PROBLEM REQUIREMENTS —
Transcribe, word for word, the line containing "water. Keep to one point per instance." and each line following it through the end of the listing below. Omit all other lines.

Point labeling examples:
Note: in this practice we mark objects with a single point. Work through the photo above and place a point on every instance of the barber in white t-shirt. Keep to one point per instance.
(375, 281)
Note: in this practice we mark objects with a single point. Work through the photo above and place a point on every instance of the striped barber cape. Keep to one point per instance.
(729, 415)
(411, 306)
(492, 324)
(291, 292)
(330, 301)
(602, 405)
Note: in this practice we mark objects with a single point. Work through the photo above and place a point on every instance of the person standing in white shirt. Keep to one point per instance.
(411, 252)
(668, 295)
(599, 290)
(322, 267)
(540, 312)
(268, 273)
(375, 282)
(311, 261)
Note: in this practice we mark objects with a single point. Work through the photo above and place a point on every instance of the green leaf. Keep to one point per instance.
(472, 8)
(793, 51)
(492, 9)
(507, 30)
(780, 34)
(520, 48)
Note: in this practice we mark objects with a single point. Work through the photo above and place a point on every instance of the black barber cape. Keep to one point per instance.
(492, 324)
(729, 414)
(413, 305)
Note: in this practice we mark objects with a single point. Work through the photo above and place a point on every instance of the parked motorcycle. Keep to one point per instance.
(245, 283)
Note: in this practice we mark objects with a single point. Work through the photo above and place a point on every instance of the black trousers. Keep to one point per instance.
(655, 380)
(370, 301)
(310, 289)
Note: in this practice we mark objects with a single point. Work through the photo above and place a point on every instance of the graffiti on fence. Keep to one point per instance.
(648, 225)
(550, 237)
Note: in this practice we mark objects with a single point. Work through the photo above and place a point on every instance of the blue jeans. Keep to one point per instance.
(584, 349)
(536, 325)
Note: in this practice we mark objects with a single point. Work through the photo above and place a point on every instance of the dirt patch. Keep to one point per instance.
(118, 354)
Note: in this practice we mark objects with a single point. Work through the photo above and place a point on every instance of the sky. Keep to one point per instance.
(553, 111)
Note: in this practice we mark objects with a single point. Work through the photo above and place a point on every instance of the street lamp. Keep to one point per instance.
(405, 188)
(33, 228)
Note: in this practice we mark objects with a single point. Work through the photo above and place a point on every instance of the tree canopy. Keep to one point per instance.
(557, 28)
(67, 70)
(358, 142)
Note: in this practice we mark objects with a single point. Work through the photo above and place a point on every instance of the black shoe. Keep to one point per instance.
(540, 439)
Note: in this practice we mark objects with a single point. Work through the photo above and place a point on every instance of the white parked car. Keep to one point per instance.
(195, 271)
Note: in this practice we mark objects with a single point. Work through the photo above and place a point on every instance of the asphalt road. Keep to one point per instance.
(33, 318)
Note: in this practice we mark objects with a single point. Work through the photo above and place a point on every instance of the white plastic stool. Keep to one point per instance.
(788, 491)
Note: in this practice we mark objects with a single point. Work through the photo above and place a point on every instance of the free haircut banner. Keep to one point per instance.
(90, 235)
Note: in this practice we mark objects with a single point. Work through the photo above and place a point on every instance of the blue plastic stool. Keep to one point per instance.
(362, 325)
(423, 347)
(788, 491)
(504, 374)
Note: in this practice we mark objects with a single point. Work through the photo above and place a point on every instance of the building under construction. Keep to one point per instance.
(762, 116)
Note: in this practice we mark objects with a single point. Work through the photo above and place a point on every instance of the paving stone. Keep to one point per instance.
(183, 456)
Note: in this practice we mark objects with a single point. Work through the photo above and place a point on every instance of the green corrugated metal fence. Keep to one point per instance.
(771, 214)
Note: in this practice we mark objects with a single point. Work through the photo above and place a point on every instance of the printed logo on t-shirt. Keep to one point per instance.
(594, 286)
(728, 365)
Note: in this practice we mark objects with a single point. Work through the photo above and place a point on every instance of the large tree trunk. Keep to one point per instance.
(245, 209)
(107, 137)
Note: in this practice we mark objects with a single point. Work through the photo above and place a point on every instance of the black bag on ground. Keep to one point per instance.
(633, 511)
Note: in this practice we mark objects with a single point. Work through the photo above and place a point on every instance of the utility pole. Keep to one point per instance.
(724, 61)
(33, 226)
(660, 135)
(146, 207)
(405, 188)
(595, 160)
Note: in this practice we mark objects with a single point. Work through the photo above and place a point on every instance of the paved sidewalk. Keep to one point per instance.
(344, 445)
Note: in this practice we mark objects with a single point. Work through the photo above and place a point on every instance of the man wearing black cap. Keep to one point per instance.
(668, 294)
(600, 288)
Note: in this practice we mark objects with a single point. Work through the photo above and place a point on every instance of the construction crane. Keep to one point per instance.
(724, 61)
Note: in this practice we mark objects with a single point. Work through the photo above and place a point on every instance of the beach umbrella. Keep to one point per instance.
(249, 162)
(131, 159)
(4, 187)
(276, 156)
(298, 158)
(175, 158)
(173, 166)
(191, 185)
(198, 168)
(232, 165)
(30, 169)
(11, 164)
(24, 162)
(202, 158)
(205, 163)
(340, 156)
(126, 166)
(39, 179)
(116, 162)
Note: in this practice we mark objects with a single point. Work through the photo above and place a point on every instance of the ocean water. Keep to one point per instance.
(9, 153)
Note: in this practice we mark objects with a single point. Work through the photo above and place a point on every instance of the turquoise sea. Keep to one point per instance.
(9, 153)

EXERCISE ANSWER —
Note: in this practice we mark objects with a single point. Work through the photo above and place a point on every instance of the ocean water. Keep to one point per instance.
(9, 153)
Note: in this practice we mark objects with a single point. Work through the photo above and place a point on every instance of the turquoise sea. Keep to one point per instance.
(9, 153)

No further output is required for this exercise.